Tally the lines of the material below that contain the string "puppy", and reply with the count alone.

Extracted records
......

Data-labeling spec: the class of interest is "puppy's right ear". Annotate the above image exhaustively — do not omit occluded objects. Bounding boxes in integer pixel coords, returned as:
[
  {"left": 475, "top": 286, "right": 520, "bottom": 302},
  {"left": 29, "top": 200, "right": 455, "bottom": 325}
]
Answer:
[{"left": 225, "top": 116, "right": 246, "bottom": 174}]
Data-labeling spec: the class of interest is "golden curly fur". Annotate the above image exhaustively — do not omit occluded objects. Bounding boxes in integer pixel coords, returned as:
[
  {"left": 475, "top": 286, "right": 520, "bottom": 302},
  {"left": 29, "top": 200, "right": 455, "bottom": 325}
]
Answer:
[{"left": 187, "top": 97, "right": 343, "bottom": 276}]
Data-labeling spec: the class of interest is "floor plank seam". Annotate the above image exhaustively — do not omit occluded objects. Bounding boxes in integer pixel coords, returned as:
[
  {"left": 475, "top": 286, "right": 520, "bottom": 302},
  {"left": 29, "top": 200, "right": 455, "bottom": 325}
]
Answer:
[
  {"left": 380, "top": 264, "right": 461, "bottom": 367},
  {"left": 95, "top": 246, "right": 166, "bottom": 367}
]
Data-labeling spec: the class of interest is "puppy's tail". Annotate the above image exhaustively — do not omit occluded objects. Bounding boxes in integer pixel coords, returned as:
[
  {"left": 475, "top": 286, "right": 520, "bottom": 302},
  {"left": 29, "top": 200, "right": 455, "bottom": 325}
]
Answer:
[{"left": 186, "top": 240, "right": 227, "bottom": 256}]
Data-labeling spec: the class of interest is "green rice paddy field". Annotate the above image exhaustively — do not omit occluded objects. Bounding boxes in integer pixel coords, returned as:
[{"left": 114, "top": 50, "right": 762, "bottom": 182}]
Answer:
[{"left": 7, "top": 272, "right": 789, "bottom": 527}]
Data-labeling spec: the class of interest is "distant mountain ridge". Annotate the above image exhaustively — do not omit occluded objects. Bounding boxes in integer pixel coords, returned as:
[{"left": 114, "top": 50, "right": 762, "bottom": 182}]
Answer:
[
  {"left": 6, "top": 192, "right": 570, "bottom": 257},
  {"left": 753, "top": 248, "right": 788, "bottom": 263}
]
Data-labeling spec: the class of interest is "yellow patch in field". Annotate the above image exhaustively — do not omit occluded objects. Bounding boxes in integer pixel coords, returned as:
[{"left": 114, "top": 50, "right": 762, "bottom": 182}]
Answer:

......

* TASK RESULT
2